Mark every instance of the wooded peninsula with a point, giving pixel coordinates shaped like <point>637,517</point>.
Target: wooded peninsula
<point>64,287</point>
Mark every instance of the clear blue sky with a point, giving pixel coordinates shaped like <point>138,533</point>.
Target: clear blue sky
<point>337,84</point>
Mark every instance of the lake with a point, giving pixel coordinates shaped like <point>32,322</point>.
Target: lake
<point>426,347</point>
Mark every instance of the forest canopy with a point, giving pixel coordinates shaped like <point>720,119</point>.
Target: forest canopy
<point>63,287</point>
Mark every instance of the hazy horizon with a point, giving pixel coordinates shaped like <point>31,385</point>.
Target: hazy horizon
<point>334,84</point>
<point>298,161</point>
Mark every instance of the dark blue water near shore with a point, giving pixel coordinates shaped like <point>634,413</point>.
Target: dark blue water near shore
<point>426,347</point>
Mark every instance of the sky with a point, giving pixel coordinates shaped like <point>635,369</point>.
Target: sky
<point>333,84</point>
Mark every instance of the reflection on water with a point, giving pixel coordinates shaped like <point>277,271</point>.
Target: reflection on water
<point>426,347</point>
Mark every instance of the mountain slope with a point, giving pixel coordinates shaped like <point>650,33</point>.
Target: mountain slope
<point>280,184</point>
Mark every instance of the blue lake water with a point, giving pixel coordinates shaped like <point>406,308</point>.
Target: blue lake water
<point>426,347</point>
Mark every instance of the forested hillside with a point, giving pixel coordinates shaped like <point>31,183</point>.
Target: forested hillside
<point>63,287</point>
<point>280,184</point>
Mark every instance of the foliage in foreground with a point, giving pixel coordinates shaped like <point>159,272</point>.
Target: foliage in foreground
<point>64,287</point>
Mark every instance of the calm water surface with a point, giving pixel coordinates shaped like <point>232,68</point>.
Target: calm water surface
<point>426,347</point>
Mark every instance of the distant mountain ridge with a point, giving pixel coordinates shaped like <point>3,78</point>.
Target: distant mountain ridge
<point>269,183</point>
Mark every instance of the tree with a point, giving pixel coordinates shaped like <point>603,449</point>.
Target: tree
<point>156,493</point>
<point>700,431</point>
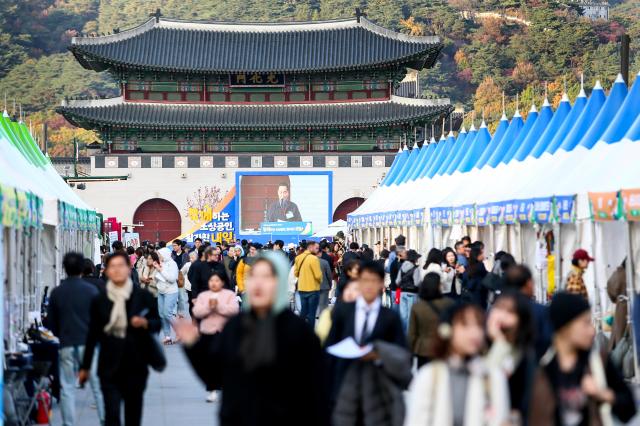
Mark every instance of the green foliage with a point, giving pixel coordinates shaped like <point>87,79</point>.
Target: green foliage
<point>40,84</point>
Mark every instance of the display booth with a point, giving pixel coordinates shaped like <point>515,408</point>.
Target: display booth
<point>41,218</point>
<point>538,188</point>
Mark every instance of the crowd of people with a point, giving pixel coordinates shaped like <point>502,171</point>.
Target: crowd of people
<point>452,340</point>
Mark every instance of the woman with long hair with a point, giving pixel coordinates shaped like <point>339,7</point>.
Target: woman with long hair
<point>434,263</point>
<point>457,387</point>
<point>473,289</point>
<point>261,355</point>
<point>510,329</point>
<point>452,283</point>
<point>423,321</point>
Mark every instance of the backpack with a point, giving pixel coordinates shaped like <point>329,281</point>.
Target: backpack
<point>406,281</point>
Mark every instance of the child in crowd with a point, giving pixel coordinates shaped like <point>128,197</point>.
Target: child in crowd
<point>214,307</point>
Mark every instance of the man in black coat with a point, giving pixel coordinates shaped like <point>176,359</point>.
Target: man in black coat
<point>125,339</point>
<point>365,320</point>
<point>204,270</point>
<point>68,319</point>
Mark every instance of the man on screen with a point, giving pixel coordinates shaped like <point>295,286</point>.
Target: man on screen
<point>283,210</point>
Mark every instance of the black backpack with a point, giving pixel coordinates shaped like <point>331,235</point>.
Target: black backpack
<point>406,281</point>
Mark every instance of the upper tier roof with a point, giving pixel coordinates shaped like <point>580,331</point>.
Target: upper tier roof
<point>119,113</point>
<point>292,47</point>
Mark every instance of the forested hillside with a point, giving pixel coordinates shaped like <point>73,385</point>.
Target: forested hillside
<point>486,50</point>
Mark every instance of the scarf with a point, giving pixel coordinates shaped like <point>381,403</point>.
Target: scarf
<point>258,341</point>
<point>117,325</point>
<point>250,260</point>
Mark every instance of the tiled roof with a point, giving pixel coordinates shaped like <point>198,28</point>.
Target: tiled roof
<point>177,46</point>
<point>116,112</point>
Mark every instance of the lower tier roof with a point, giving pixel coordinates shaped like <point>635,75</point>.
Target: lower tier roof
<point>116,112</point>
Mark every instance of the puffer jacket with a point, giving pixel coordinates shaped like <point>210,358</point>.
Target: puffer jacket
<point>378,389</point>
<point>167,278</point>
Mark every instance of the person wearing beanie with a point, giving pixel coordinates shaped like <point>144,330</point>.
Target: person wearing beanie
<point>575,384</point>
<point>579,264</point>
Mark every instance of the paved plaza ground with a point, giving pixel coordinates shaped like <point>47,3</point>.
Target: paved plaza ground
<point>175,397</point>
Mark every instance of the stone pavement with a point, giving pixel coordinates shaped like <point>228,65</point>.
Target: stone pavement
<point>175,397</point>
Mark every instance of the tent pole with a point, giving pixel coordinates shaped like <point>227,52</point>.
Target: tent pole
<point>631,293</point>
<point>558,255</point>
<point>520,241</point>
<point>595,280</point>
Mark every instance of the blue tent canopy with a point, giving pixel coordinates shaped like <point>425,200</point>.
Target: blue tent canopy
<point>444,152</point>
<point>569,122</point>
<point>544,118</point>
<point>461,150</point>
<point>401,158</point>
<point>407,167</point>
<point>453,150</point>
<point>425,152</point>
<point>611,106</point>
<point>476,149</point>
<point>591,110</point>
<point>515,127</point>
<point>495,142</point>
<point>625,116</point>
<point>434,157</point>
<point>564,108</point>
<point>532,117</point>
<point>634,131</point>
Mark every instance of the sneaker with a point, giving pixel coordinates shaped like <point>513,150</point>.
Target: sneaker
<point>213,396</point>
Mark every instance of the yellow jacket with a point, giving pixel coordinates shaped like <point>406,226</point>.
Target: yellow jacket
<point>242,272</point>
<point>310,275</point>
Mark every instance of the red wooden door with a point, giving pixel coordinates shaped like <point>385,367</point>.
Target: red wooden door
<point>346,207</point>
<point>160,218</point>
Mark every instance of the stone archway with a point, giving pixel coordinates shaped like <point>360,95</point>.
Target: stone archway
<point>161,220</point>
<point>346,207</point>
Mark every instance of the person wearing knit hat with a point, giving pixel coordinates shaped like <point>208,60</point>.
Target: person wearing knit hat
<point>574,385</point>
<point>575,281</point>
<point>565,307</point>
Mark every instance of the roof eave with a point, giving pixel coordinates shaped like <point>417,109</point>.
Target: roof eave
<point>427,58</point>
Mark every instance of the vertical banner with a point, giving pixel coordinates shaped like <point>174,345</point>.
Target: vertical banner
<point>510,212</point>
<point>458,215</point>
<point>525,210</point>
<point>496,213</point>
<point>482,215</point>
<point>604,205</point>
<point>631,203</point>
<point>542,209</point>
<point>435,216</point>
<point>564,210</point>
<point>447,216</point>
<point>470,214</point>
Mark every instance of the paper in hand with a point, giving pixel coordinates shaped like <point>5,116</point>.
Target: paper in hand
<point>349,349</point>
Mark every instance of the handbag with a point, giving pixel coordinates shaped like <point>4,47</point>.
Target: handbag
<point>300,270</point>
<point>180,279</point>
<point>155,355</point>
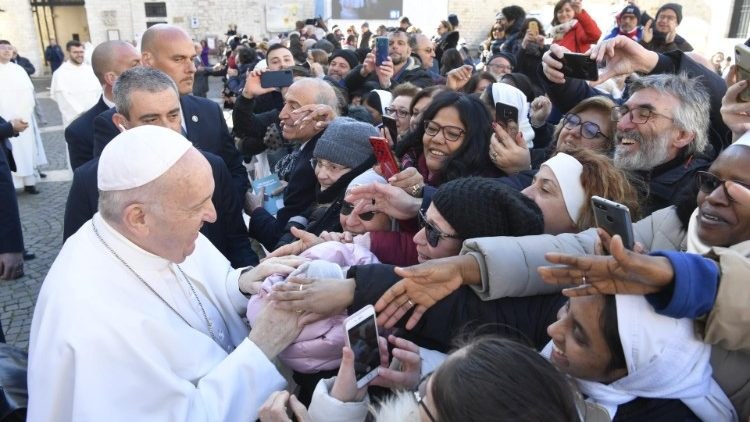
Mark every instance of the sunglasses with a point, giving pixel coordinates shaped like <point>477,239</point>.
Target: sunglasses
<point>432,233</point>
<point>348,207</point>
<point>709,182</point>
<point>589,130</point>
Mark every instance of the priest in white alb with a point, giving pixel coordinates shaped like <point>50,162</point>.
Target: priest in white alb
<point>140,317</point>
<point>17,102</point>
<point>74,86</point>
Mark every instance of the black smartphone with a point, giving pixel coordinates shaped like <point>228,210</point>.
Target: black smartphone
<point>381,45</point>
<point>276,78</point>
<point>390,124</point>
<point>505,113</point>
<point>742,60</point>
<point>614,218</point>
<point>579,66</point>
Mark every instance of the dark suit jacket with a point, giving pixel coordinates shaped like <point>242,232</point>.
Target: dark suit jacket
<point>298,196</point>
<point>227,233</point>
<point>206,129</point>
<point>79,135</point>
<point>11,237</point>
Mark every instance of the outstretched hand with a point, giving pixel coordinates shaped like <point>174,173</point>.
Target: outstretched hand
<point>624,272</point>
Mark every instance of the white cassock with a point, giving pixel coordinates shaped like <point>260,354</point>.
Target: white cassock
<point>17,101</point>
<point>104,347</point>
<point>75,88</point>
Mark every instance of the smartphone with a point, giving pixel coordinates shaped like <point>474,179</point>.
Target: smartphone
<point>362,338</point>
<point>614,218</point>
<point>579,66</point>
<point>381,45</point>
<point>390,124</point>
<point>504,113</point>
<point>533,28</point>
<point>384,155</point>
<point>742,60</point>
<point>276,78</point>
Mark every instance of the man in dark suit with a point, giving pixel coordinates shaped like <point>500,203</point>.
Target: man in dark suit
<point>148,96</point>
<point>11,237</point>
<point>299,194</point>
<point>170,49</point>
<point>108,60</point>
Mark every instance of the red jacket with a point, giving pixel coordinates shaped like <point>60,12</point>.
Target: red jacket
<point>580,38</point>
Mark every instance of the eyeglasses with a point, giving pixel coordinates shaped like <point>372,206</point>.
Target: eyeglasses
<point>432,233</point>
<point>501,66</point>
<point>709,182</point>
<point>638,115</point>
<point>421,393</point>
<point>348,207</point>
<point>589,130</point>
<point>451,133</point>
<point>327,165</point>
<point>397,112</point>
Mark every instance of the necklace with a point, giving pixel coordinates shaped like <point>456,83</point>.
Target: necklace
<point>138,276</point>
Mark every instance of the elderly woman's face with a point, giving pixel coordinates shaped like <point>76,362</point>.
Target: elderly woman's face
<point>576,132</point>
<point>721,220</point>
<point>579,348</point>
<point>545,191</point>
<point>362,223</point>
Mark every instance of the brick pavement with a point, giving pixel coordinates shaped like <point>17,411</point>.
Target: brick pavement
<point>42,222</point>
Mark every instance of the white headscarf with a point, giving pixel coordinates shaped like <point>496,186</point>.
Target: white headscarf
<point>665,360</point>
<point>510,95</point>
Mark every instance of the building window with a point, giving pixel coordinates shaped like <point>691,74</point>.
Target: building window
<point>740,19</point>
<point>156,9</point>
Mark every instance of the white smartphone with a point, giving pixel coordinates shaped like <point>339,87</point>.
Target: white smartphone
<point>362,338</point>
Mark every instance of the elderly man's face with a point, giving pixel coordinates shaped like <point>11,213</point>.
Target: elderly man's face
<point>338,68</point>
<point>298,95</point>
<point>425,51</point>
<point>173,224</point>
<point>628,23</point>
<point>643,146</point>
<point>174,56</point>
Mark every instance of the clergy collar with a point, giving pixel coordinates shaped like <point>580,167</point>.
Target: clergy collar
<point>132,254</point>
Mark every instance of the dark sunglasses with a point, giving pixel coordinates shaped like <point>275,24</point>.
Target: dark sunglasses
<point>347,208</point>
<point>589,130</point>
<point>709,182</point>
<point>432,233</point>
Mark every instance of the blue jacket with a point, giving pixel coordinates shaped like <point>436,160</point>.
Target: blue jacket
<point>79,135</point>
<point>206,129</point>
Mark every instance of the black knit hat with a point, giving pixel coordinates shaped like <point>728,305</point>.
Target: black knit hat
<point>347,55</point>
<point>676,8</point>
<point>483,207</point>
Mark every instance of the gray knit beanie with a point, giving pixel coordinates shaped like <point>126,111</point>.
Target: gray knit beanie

····················

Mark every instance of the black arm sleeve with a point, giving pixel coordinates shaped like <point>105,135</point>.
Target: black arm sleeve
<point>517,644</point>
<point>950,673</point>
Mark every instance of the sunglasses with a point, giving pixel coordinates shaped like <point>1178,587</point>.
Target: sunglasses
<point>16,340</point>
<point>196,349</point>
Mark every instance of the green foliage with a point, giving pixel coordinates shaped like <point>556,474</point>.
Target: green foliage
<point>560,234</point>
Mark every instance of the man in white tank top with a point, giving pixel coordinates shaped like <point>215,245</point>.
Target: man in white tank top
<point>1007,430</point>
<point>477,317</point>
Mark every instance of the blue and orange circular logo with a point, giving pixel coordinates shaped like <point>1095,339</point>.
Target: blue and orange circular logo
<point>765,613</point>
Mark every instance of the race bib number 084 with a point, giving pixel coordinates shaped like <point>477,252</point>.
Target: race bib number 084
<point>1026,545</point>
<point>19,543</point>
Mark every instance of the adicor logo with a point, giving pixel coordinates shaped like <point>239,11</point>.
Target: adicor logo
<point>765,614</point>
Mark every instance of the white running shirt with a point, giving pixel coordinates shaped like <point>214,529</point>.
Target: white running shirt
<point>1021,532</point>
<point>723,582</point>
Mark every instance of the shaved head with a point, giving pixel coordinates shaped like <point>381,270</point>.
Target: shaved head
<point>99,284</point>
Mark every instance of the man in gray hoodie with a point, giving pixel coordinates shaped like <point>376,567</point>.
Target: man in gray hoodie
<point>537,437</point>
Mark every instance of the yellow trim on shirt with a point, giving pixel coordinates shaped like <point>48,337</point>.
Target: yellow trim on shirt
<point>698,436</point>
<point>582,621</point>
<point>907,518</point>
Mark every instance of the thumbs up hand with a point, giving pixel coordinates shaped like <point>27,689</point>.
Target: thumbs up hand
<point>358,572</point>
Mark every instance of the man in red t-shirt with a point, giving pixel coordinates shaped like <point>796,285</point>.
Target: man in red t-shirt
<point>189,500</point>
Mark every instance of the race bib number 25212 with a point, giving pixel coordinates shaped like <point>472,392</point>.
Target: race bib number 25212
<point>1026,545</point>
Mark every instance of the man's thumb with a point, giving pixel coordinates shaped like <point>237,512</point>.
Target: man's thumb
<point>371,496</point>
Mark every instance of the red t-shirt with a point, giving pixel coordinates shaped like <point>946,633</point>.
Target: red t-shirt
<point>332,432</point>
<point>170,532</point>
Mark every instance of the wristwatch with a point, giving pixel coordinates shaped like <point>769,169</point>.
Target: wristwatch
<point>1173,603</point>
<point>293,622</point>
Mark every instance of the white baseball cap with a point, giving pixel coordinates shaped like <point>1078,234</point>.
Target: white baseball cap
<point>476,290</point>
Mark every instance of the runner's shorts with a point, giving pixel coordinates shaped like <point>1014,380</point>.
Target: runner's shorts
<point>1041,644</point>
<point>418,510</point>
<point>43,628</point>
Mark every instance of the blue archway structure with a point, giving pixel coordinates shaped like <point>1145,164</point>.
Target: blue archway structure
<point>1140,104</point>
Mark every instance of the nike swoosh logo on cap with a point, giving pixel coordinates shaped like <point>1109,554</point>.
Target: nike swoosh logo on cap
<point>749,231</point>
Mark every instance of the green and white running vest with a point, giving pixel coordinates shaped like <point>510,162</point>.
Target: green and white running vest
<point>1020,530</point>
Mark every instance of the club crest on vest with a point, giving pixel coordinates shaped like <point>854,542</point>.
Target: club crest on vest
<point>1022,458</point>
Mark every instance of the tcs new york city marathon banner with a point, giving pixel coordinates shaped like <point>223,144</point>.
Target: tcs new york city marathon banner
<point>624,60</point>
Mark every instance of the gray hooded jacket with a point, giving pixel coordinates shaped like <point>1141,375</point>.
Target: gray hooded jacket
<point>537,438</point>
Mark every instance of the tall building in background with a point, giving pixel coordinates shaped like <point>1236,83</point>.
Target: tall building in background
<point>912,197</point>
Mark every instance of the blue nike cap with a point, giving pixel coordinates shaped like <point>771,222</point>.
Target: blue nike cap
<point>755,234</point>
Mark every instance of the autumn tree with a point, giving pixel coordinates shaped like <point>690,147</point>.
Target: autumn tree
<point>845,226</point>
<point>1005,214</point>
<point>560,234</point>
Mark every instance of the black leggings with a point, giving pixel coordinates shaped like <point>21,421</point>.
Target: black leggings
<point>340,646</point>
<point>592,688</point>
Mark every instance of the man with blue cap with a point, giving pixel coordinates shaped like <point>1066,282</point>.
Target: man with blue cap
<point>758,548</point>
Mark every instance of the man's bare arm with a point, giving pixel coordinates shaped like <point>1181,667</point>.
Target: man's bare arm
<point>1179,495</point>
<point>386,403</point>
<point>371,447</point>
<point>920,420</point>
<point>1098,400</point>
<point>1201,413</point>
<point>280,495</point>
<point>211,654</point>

····················

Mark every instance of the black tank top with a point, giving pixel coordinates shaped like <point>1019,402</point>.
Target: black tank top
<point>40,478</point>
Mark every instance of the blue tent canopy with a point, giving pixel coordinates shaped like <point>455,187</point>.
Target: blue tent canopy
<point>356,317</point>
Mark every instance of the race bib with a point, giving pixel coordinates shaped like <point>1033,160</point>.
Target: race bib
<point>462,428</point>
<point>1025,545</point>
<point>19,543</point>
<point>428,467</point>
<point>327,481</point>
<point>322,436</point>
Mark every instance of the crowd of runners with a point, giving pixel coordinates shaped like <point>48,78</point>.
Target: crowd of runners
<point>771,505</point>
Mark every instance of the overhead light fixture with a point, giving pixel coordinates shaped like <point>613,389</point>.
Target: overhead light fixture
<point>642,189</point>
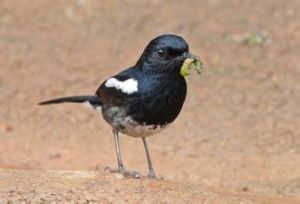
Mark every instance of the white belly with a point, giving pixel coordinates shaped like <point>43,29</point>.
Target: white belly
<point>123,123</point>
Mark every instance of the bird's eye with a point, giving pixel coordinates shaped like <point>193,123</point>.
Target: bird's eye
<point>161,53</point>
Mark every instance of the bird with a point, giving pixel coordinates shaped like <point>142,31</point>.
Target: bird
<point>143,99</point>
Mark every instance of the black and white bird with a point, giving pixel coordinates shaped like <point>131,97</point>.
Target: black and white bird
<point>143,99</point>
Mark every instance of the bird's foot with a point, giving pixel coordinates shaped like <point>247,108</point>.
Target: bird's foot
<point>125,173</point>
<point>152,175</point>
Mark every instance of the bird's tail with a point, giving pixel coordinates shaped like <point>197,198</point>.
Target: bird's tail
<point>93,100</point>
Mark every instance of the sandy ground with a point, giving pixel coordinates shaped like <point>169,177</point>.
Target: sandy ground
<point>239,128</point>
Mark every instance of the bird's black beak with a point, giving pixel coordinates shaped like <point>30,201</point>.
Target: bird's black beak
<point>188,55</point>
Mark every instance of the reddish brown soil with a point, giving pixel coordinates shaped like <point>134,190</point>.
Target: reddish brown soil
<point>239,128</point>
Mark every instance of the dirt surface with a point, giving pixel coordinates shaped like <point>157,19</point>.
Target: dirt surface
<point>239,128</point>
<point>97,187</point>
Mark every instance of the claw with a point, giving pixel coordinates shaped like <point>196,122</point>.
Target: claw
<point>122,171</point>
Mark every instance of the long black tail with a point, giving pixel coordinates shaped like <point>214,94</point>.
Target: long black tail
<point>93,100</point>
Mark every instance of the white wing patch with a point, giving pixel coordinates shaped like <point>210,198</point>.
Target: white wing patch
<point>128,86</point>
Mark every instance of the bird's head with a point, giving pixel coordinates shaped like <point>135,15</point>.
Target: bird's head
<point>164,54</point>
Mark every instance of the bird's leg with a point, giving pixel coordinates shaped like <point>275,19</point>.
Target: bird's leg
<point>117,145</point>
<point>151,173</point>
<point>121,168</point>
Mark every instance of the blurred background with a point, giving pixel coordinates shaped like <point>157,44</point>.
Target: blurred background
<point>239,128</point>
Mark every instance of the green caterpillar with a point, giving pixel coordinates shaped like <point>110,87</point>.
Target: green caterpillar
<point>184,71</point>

····················

Can you format the data from the line containing "Mark every instance of the club" through the line containing "<point>1022,458</point>" as a two-column CSV with the headers text and answer, one row for each text paired with its answer, every value in a single quoted field with line breaks turned into spaces?

▶ **SOLUTION**
text,answer
"Mark every instance of the club crest on vest with a point, giving pixel coordinates shaped like <point>854,542</point>. Target: club crest on vest","<point>1022,458</point>"